START Records shown
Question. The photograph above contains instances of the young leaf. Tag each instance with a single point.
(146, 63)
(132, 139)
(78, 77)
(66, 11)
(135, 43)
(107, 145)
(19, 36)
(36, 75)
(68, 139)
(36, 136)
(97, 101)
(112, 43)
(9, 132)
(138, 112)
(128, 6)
END Records shown
Could you rescale the records above by reproducing every line, text lines included, with each coordinate in the answers multiplied by 2.45 and rounded to a whole number, halves rounded up?

• **Solution to the problem**
Question. The photograph above contains instances of the young leaf. Tag each instance with a single point.
(358, 154)
(323, 341)
(191, 189)
(162, 27)
(331, 105)
(262, 355)
(47, 88)
(88, 184)
(167, 341)
(88, 333)
(238, 247)
(274, 105)
(22, 323)
(338, 274)
(314, 15)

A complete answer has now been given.